(Text):

-=-=-=-=-

A local organization that helps families grieve is expanding, to be able to help more people.

Tucked away at Mountain and Roger, you’ll find Tu Nidito. They offer grief services to people who have experienced the death of a loved one, or a devastating, life changing diagnoses.

“All of our services are family centered, we offer peer support,” explained the program director, Amanda Marks, MSW. “All of our groups meet in the evening, and we focus on the whole family unit. So it’s peer support, emotional support, social support, to help kind of give them a space where they can feel safe to go through their grief to know that they’re not alone, and that there are others that are there to comfort them and support them along in their grief journey.”

They focus on group connections, being surrounded by people your own age, who are going through the same challenge. They offer group meetings with different age groups, from young kids, through adults.

Marks says they recognize that grief is different for everyone.

“We just provide a space where, regardless of what they’re experiencing, those emotions can be expressed in a healthy way,” she said. “And we provide coping skills and a curriculum that kind of enables them and allows them to process through those difficult emotions, because no emotion is a bad emotion. It just needs a healthy way of being expressed.”

They have a space for arts and crafts, a playroom, and even what they call the “volcano room,” where you can express anger. You can use pool noodles to hit the padded walls, or even use a punching bag.

Now, Tu Nidito is growing their outreach to schools, where the need is more common than you might expect.

“In the state of Arizona, one in 11 children will grieve the death of either a parent or a sibling before they turn 18,” Marks said. “And so we know that there are many children in Pima County, let alone other counties in southern Arizona, that are grieving, and so we’re trying to expand our services to really ensure that no child grieves alone. Grief can be isolating and it doesn’t stop when those kids walk through the classroom doors.”

-=-=-=-=-

(Recorded information):

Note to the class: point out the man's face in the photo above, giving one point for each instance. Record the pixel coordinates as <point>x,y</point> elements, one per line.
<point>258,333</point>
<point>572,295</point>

-=-=-=-=-

(Your task): Write the next part of the news story about Tu Nidito's grief services, starting after its final sentence.

(Task result):
They now run a grief education workshop for local schools to help teachers understand how children grieve. They’ve run the program in three districts so far, and they’ve been seeing success.

Marks says when anyone, especially a child, understands how to process their grief, everyone benefits.

“I think they come out with better coping skills,” she said. “More hope, they feel less isolated, less alone, and they just know that they can maintain that relationship with the person in their life who has died, but also have hope for their future as they move forward. It’s not moving on and forgetting their special person, but it’s moving forward, maintaining that bond with the person and knowing that they can have a future ahead of them.”

Tu Nidito offers their services for free. They run on support from our community, and you can donate on their website, https://tunidito.org/ where you’ll also find information about getting involved as a volunteer.

They rely on more than a hundred volunteers to lead many of their classes, who go through a one day training course.